### SOURCE RECORDS:
★ ★ ★ ★ ★ ★ ★

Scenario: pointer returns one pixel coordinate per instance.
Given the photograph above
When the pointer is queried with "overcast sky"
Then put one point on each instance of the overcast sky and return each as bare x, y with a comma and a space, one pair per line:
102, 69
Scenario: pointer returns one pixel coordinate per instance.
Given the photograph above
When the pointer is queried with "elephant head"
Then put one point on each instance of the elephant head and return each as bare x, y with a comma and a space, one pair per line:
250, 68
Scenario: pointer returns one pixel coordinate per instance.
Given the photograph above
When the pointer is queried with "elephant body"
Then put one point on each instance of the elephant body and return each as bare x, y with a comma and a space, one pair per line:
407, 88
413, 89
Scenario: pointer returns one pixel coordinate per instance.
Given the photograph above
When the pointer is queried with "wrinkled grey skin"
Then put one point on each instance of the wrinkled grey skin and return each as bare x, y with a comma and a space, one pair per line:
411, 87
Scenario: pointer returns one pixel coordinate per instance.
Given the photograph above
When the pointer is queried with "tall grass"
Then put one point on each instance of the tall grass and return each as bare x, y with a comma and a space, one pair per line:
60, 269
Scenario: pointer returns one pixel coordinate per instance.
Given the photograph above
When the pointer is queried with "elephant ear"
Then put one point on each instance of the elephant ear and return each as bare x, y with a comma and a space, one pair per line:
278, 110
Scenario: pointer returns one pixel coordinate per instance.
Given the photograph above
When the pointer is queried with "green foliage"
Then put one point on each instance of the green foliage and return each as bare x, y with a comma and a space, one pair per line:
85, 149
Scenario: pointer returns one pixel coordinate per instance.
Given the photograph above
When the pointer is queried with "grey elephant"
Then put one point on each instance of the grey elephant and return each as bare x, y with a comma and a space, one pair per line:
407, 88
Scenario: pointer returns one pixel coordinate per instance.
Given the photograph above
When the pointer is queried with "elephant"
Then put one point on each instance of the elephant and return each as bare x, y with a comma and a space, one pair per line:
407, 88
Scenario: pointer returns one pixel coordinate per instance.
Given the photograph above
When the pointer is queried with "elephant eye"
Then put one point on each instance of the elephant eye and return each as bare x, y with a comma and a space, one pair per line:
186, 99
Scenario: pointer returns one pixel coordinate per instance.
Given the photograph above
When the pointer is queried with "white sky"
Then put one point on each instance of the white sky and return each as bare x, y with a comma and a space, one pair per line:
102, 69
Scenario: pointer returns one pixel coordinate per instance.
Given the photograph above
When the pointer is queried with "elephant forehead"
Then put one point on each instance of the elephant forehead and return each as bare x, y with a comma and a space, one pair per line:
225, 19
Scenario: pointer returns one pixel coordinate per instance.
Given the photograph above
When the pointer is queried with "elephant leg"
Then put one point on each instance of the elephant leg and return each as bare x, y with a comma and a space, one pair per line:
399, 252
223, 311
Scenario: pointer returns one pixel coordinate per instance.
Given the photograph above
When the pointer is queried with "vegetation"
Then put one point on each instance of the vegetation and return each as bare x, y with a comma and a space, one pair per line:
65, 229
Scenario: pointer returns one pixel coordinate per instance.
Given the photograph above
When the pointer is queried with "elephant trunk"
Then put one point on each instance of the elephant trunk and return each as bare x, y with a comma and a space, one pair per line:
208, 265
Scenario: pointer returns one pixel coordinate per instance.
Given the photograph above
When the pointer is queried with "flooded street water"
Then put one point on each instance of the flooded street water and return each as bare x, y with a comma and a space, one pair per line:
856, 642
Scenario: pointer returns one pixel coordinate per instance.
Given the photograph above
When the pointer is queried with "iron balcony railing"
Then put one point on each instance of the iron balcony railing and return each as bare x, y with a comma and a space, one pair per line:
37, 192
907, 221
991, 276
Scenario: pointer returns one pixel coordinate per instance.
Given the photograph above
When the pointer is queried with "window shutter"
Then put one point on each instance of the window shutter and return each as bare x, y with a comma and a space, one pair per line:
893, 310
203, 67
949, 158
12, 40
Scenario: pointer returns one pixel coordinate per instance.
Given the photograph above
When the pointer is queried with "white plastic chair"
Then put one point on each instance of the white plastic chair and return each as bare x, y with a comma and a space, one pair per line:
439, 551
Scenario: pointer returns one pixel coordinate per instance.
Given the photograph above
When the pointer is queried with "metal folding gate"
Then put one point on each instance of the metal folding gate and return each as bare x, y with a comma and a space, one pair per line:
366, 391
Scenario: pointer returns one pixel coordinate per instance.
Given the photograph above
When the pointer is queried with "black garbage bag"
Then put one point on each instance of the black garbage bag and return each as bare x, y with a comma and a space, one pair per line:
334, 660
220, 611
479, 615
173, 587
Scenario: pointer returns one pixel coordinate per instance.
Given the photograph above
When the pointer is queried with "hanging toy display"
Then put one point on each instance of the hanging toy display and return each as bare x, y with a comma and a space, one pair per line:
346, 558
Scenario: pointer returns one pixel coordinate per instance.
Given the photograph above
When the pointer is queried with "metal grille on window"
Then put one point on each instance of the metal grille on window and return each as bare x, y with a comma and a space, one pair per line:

★ ★ ★ ★ ★ ★ ★

Set down the entries verbatim, leaving none out.

### EXERCISE OUTPUT:
Scenario: pointer returns one pixel coordinate per instance.
Given the photograph above
When the pointer is queried with "overcast sky"
Then put one point on each instance of the overcast sky and return each as bare x, y with a comma and a space, one pair per line:
102, 69
Scenario: pointer returns one pixel coordinate per instance.
Given the photograph above
When the pointer is queried with "elephant head"
Then put one point on each instance of the elephant head and return each as bare x, y with a comma and a space, one pair per line:
250, 68
Scenario: pointer returns one pixel coordinate per instance.
Given the photograph above
When the pointer is queried with "elephant body"
Then put one point on each instance of the elephant body and return each as bare x, y with a comma and a space, one pair per line:
407, 88
413, 89
Scenario: pointer returns one pixel coordinate per instance.
Given the photograph above
When the pointer is queried with "wrinkled grey skin"
Then put one point on each instance of the wrinkled grey skin and return each as bare x, y with a comma and a space, one pair per line:
411, 87
Scenario: pointer returns one pixel coordinate per instance.
Given the photograph above
When the pointer is queried with "tall grass"
Then put one point on each instance of the tall grass and return each as bare x, y with a comma and a space, one pair per line:
60, 269
Scenario: pointer returns one pixel coordinate per instance.
Given the photograph above
When the pointer is queried with "elephant ear"
Then put one point on each instance of the elephant ear and return each as bare x, y with a comma and a space, one pair per line:
278, 110
Scenario: pointer returns one pixel coordinate per instance.
Given the photograph above
When the pointer is queried with "green foliage"
Then put one point on each instance of the green foliage and return each as bare x, y with a comma and a space, one pair per line:
85, 149
Scenario: pointer returns one pixel coordinate per instance.
Given the photograph above
When the pointer is queried with "grey elephant"
Then put one point on each instance of the grey elephant and return each as bare x, y with a comma and a space, one pair per line:
407, 88
Scenario: pointer returns one pixel coordinate per instance.
Given the photograph above
When the pointer is queried with "elephant"
Then put one point on each instance of the elephant and return each as bare x, y with a comma and a space, one pair per line:
407, 88
Scenario: pointer returns one pixel coordinate per instance.
Given the photograph above
When the pointer is queried with "elephant eye"
Then put one point on each instance of the elephant eye and return each as bare x, y with a comma and a space, one pair per line:
186, 99
Scenario: pointer returns one pixel coordinate per instance.
Given the photograph above
When the pointer is queried with "white sky"
Then put one point on each instance of the white sky and return each as bare x, y with a comma and a space, one pair per line:
102, 69
Scenario: pointer returns one pixel coordinate per instance.
Given the photograph above
When the pointer is queried with "elephant forehead"
Then put one point on each instance of the elephant forehead and return each as bare x, y with a comma and a space, one pair per line:
225, 19
Scenario: pointer returns one pixel coordinate per instance.
Given the photograph above
When the pointer is queried with "elephant leg"
Then put one point on each instance of the elephant leg and return each as bare x, y with a comma and a space, one pair per line:
399, 252
223, 311
Scenario: pointer returns one pixel coordinate per instance.
Given the photograph above
When the pointer is queried with "vegetation"
Then put one point on each instance of the vegetation and return each as bare x, y with a comma and a space, one pair per line:
65, 229
Scenario: pointer returns one pixel coordinate per instance.
Given the photograph above
When the pointer is queried with "elephant trunk"
Then put one point on each instance of the elephant trunk and return each as bare x, y with a comma and a space, one pair per line:
208, 265
Scenario: pointer returns one pixel coordinate per instance.
Given the photograph above
When the pointer is queried with "flooded street water"
Then put one point on each instance of the flooded street water and return each as bare x, y with a comma and a space, one pair per line:
856, 642
Scenario: pointer returns one pixel coordinate per instance.
Given the photograph above
When the pointer is queried with "iron balcony railing"
Then put one point on each instance of the iron balcony railing and return each as bare x, y with a comma and a space, one pair per line:
37, 192
907, 221
991, 276
Scenario: pointer returns one pixel coordinate per instance.
Given the photograph above
When the pointer is queried with "window shutter"
Then put one point on each instance of the window shutter and return each as bare x, y with a comma and a space, one pair per line:
893, 310
203, 67
949, 158
12, 40
Scenario: pointer returns one pixel coordinate per instance.
Given the photograph above
When the pointer is queried with "white plastic chair"
Then put one point on each instance of the white plastic chair and return each as bare x, y with a comma and a space, one pair per line:
439, 551
Scenario: pointer returns one pixel coordinate per instance.
Given the photograph above
When the pointer is queried with "metal folding gate"
Then put one point on each instance of the metal folding gate and return each as bare x, y with a comma and a space, one pair per line:
366, 391
Scenario: pointer returns one pixel coordinate per instance.
Given the photograph above
When the pointer is queried with "black garbage bag"
Then put one point on each instance of the black garbage bag and return each as bare x, y with a comma and a space, one pair per line:
334, 660
220, 611
479, 615
173, 587
Scenario: pointer returns one pixel coordinate per instance.
Given the photograph above
When the pointer is queried with "hanging toy display"
Then put one point on each instance of the hanging toy display and return each as bare x, y with a comma and a space, one pair per line:
346, 558
Scenario: pointer returns one pixel coordinate per instance.
Given the photograph above
When the pointer is queried with "metal grille on window"
Then put one point on each instance of the metal grille on window and return each as bare x, y with a comma and a space, one pair per line:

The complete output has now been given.